(PASSAGE FOR REVIEW begins)

A Chilean appeals court has ordered salmon producers in Chile to disclose details of antibiotic use to treat salmon rickettsial septicaemia (SRS) disease in farmed salmon.
Salmon farmers in Chile, the world's second-largest producer of the fish, are using record levels of antibiotics to treat salmon, driving away some US retailers, reported Reuters.
Earlier, 37 salmon producers, Chile’s fisheries body, Sernapesca, and Chile's transparency council have refused to disclose the details of antibiotic use in 2014 because doing so would pose a "competition and commercial risk" for the companies. The court’s decision on June 1 upholds a claim filed by the Oceana environmental group. The ruling requires Sernapesca to disaggregate the antibiotics use by company for 2014, said Reuters.

(PASSAGE FOR REVIEW ends)
(INFORMATION GIVEN begins)

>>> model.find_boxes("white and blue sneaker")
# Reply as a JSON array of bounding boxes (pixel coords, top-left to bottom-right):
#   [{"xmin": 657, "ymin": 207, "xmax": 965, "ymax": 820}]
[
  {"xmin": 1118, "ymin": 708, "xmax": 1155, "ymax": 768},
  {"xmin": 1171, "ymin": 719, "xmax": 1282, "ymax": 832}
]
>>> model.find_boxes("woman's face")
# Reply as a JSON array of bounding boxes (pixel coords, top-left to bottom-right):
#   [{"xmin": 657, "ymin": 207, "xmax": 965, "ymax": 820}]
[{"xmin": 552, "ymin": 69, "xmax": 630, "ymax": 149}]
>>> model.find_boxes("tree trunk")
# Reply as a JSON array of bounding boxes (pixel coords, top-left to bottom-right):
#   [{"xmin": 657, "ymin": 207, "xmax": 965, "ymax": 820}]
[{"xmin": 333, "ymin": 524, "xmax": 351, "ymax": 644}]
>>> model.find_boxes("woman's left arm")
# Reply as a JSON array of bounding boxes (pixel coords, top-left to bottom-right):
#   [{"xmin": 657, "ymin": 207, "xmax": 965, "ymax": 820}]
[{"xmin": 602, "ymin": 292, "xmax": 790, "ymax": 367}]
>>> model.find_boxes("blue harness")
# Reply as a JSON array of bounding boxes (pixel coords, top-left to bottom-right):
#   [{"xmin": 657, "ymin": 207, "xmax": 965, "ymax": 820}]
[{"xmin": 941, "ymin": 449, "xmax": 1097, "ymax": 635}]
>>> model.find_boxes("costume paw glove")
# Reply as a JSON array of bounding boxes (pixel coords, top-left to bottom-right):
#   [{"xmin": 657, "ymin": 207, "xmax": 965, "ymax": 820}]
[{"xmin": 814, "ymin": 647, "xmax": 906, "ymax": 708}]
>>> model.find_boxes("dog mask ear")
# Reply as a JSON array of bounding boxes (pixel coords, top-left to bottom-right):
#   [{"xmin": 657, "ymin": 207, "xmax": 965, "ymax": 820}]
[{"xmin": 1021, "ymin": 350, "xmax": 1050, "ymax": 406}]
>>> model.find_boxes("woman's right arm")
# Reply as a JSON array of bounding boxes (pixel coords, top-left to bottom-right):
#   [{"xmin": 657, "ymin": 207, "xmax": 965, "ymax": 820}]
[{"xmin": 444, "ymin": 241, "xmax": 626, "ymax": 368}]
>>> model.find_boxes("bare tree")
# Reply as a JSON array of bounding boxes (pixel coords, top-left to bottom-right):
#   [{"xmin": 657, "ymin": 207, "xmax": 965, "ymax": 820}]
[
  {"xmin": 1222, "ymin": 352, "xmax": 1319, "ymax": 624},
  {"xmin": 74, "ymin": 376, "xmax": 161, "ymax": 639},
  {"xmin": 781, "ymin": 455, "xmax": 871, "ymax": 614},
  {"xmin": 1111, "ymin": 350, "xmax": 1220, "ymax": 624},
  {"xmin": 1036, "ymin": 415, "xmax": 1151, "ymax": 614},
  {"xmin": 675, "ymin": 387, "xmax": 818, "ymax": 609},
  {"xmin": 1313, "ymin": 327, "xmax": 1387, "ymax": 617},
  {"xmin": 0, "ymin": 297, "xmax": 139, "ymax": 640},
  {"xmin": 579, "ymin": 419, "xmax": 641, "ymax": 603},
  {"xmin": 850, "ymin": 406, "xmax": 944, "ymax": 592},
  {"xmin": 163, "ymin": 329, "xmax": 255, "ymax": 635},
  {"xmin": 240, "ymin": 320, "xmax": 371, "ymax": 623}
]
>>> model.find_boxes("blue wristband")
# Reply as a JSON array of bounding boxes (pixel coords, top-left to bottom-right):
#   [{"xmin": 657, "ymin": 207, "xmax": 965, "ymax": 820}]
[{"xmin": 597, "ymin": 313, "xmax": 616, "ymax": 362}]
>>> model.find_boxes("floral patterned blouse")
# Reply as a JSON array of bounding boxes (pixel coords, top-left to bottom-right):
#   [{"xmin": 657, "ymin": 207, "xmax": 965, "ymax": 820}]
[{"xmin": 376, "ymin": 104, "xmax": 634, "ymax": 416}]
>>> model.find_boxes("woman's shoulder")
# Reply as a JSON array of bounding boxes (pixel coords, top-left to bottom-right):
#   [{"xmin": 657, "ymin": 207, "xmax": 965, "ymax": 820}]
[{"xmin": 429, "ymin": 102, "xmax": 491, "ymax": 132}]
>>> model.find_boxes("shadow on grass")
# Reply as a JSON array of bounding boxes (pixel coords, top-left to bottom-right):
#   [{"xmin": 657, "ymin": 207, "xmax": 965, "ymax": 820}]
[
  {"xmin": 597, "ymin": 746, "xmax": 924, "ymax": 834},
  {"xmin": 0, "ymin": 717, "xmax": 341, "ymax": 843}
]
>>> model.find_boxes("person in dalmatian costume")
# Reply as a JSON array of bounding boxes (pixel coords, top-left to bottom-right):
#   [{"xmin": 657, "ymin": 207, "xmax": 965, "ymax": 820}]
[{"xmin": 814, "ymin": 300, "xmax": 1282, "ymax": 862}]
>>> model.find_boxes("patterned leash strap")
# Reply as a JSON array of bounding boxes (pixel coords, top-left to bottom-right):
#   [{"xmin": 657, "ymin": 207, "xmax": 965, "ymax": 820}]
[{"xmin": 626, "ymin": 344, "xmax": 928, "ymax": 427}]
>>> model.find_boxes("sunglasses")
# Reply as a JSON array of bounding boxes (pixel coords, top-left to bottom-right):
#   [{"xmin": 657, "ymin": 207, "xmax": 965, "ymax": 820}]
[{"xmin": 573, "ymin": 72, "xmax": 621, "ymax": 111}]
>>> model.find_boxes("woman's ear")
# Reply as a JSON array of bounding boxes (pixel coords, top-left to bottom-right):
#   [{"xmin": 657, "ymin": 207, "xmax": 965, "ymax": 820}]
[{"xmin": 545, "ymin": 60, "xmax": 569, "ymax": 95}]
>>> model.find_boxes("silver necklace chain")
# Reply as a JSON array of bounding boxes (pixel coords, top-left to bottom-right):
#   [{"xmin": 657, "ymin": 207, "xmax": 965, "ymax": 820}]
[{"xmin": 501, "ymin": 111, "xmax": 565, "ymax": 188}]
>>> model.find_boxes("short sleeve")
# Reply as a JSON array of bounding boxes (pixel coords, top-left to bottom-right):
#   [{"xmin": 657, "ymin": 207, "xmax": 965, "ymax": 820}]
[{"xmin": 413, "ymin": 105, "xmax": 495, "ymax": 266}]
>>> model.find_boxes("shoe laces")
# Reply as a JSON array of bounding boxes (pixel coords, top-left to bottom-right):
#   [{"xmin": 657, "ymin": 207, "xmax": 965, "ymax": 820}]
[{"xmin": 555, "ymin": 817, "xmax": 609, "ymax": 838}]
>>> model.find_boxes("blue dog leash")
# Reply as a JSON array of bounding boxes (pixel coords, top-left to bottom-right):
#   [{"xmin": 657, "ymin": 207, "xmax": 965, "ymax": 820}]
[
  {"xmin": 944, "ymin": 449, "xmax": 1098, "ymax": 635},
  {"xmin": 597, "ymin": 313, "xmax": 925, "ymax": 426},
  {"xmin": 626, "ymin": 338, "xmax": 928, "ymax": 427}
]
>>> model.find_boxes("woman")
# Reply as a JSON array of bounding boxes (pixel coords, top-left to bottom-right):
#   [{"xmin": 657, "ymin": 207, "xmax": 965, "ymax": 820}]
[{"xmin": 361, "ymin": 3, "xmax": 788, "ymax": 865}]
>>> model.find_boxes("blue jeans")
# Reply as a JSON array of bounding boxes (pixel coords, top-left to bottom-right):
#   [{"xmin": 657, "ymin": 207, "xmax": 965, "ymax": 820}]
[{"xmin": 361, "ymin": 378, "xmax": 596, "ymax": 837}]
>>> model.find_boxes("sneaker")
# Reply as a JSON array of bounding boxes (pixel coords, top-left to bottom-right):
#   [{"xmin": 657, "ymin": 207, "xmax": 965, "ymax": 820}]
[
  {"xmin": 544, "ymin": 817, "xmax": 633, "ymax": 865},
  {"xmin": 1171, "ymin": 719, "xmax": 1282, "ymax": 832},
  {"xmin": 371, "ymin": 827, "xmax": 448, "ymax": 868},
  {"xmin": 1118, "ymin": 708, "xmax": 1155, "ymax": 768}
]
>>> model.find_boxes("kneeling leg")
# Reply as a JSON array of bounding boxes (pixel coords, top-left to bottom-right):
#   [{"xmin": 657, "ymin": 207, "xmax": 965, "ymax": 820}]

(INFORMATION GIVEN ends)

EXERCISE REQUIREMENTS
(a) Name every party that the article on Chilean salmon antibiotics says refused to disclose the details of antibiotic use in 2014.
(b) According to the salmon antibiotics article, why did the producers and officials refuse to release the 2014 antibiotic figures? Answer in one to three sentences.
(c) Please continue the article on Chilean salmon antibiotics from where it stops.
The items have nothing to do with what follows.

YOUR RESPONSES
(a)
- 37 salmon producers
- Sernapesca, Chile's fisheries body
- Chile's transparency council

(b) They refused because disclosing the details would pose a "competition and commercial risk" for the companies.

(c)
"We expect this unequivocal ruling to set a precedent, that salmon farms comply with it, and that once and for all the use of antibiotics in Chilean salmon farming can be made transparent," said Liesbeth van der Meer of Oceana's Chile office.
In 2014, Chilean farmers produced around 895,000 tonnes of fish and used 563,200 kilograms (1.2 million pounds) of antibiotics, said the news agency, citing government and industry data. Antibiotic use had risen 25 percent from 2013, it added.
Sernapesca reportedly said it "valued" the ruling, which "goes in the right direction regarding the transparency with which this industry should operate."